## start Page extract

Harrison Would Cut CP Rail

Calgary Alberta - Canadian Pacific Railway Ltd. has issued another public appeal to its shareholders, saying its board is unanimously opposed to replacing CEO Fred Green with Hunter Harrison, the retired CEO of rival Canadian National Railway.
 
The company's board and management have been waging a public battle with activist investor Bill Ackman, head of the Pershing Square group of funds, who insists Green must be replaced by Harrison.
 
The latest letter issued by CP chairman John Cleghorn says the installation of Harrison would be disastrous for the railway because his approach would require massive spending cuts rather than investments for growth.
 
Pershing Square believes under Harrison's leadership CP can achieve an operating ratio, expenses as a percentage of revenues, and a key measurement of performance in the railway industry, of 65 by 2015. The lower the operating ratio, the better.

## end Page extract

# [Job A]
Retype the CP Rail article from "Harrison Would Cut" up to and including "replaced by Harrison.".
The CP Rail article and the listing are separate, unrelated material.

## start Material for this exercise

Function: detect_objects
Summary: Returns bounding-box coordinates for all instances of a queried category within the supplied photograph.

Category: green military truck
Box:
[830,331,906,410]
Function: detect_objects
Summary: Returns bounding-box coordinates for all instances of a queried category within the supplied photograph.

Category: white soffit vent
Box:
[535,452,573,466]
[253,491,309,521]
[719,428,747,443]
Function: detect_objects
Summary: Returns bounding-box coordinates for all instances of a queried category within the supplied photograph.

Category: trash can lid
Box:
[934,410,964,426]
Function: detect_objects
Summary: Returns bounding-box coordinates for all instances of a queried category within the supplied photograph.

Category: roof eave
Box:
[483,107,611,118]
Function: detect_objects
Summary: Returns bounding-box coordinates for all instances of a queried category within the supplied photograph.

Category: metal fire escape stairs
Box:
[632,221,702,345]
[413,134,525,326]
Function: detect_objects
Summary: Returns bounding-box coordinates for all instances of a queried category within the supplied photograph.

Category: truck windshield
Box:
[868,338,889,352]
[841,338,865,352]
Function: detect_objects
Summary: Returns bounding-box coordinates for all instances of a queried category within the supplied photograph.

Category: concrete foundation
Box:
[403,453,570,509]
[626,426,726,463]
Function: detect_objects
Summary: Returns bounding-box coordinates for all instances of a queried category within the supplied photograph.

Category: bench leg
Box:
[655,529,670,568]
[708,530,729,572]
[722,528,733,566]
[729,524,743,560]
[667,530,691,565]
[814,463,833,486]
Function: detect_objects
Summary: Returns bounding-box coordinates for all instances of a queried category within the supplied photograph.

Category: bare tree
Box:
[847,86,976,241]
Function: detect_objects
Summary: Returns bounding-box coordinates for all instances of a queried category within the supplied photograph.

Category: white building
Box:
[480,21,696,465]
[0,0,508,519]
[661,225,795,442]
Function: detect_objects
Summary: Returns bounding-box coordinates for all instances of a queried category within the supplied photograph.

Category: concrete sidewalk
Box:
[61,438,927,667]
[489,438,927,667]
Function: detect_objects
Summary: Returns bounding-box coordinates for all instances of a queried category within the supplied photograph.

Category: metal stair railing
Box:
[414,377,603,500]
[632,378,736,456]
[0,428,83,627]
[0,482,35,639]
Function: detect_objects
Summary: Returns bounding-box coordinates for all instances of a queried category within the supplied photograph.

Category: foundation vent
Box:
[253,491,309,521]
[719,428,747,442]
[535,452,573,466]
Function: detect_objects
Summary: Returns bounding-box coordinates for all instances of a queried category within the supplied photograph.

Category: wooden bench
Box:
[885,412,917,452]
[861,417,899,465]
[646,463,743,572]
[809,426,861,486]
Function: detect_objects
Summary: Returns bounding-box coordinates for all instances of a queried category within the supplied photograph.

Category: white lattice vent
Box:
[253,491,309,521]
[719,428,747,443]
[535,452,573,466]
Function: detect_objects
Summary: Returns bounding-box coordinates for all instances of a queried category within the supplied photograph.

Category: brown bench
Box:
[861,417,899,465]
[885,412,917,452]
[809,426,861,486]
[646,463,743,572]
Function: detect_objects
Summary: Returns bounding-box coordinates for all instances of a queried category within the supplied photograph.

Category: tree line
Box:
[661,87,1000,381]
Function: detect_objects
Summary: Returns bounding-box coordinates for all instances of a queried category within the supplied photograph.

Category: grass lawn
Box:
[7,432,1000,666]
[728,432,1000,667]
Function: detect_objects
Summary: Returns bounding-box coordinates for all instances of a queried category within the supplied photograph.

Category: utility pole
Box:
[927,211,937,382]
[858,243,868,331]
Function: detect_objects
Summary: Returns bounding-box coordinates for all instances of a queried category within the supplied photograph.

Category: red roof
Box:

## end Material for this exercise

# [Job B]
Rewrite only the listing lines from its start up to and including the line with "[413,134,525,326]", changing "coordinates" to "positions" and leaving everything else as it is.

# [Result A]
Harrison Would Cut CP Rail

Calgary Alberta - Canadian Pacific Railway Ltd. has issued another public appeal to its shareholders, saying its board is unanimously opposed to replacing CEO Fred Green with Hunter Harrison, the retired CEO of rival Canadian National Railway.
 
The company's board and management have been waging a public battle with activist investor Bill Ackman, head of the Pershing Square group of funds, who insists Green must be replaced by Harrison.

# [Result B]
Function: detect_objects
Summary: Returns bounding-box positions for all instances of a queried category within the supplied photograph.

Category: green military truck
Box:
[830,331,906,410]
Function: detect_objects
Summary: Returns bounding-box positions for all instances of a queried category within the supplied photograph.

Category: white soffit vent
Box:
[535,452,573,466]
[253,491,309,521]
[719,428,747,443]
Function: detect_objects
Summary: Returns bounding-box positions for all instances of a queried category within the supplied photograph.

Category: trash can lid
Box:
[934,410,964,426]
Function: detect_objects
Summary: Returns bounding-box positions for all instances of a queried category within the supplied photograph.

Category: roof eave
Box:
[483,107,611,118]
Function: detect_objects
Summary: Returns bounding-box positions for all instances of a queried category within the supplied photograph.

Category: metal fire escape stairs
Box:
[632,221,702,345]
[413,134,525,326]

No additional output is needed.